> [Selected excerpt]
____________

Brooklyn Nets head coach Steve Nash says the team made a “difficult” decision to shelve star point guard Kyrie Irving until he gets vaccinated against COVID-19.
- Kyrie Irving is refusing to be vaccinated
- New York City rules say he must get the jab to play or train with the Nets
- Irving’s teammate James Harden says the team “respects” his views but has “a job to do”
“Everyone had their say,” Nash told reporters after training on Wednesday.
“It takes time to make decisions like that. This is a difficult decision. But I think it was a sound one and one that makes complete sense to everyone.”
Star guard James Harden said it was time to proceed without Irving, but both he and Nash said they would happily welcome the Australian-born star back.
“We are just going to move on, and if things change, it would be incredible to have him back in the fold,” Nash said.
“It was a tenuous situation to have a player in and out like that. There’s more clarity, and we can focus on the future and get going.”
Irving, 29, has been staunchly opposed to getting vaccinated, despite a New York City order requiring the shot if he is to play or train with the team at home this season.
“Given the evolving nature of the situation and after thorough deliberation, we have decided Kyrie Irving will not play or practise with the team until he is eligible to be a full participant,” Nets general manager Sean Marks said in a statement on Tuesday.
Harden said he and star forward Kevin Durant talked with the personnel involved in the Irving decision and that all parties saw eye-to-eye.
“Sean, Steve, me, KD, Kyrie, we all had conversations,” Harden said.
“Kyrie believes in his beliefs, and he stands firm and strong on that. And for us, we respect it. We all love Ky. But as far as us, we have a job to do.

____________

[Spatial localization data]
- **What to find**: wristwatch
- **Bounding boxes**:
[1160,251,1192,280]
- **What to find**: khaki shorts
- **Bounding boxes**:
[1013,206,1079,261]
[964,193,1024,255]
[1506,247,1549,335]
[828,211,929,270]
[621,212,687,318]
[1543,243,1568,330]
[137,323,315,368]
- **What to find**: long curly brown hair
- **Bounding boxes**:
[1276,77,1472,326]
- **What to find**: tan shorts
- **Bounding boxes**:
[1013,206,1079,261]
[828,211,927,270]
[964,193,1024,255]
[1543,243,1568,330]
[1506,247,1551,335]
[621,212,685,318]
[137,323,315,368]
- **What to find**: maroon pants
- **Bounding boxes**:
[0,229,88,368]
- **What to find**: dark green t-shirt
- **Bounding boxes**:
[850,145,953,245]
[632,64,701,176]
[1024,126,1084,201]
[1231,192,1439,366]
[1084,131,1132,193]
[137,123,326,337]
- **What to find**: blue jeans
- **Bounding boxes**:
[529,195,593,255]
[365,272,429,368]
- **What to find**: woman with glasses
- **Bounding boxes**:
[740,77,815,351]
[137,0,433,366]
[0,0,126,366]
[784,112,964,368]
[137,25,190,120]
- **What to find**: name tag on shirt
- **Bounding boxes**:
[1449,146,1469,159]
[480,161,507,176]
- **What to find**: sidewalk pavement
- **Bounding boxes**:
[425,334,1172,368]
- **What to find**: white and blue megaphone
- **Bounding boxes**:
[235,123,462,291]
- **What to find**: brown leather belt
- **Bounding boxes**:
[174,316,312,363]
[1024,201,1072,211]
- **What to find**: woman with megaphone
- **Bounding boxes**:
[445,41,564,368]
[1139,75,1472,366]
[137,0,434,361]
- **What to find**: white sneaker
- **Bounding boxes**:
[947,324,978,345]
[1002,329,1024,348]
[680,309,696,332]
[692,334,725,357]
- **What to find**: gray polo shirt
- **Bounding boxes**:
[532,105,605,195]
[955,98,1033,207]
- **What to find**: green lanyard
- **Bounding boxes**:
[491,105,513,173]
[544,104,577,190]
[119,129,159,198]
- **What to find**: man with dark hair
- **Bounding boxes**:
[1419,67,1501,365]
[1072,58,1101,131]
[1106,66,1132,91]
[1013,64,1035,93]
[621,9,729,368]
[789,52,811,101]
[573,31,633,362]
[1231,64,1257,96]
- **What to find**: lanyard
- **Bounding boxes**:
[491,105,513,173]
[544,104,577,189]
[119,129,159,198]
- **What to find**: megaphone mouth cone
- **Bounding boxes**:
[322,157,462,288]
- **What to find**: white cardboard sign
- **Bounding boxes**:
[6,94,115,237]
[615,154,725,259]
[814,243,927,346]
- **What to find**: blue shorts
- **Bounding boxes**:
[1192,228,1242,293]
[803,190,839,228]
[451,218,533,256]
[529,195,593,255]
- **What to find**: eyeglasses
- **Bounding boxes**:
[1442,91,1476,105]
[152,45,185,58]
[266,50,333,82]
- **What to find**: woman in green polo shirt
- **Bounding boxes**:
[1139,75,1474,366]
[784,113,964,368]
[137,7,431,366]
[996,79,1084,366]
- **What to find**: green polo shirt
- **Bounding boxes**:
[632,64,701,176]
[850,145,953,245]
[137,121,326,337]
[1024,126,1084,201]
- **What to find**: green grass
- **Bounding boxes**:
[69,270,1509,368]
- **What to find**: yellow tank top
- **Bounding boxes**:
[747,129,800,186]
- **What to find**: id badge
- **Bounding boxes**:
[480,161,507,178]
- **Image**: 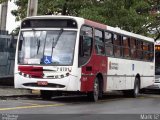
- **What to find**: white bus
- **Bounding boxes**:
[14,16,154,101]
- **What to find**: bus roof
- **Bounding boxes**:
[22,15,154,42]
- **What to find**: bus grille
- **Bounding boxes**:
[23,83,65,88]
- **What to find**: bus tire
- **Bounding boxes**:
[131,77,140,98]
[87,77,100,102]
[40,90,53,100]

____________

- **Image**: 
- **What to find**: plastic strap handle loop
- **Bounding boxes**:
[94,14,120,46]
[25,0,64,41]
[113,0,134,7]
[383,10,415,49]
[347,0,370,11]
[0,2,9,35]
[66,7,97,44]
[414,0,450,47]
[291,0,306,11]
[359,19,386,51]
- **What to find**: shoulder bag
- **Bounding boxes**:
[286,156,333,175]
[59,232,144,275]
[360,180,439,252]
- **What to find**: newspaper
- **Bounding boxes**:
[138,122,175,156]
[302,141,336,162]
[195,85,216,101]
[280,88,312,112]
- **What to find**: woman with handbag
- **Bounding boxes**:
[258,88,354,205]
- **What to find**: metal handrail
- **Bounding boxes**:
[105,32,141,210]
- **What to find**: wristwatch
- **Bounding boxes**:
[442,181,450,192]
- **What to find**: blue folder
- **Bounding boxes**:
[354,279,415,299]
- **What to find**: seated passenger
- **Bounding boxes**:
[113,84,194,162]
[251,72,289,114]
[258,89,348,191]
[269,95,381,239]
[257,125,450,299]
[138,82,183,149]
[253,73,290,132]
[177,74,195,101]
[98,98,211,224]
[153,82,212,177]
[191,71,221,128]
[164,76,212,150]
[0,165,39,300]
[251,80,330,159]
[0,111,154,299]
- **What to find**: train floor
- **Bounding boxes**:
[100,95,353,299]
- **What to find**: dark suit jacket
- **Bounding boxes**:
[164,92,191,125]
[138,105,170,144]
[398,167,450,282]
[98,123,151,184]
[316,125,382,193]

____________

> [Task brief] Write the next part of the article about the Nets sidelining Kyrie Irving over his vaccination status, starting after its last sentence. The listing plays no part in what follows.

> [Expected answer]
“Individually, myself, I am still wanting to set myself up for a championship. And I feel like the entire organisation is on the same path and we are all in this as a collective unit.”
The Nets, who lost to eventual NBA champions Milwaukee Bucks in the Eastern Conference semi-finals last season, are scheduled to open the regular season away to the Bucks next week.
New York COVID rules ban unvaccinated individuals from working in or attending events in many indoor spaces, including entertainment and sporting venues.
Similar rules are in place in San Francisco and will go into effect in Los Angeles on November 29.
Irving’s stance could potentially cost him millions, although the players’ association could move to challenge any loss of salary over vaccination status.
On Tuesday Marks said Irving would not be paid for home games he missed while “ineligible.”
The NBA is not forcing players to get vaccinated against COVID-19, but it is going to withhold pay for any player who misses games due to local regulations.
Irving is due $US35.3 million ($47.9 million) this season, in the third year of a four-year, $US136.5 million deal he signed in July 2019.
Marks said the team’s decision was not indicative of an impending trade.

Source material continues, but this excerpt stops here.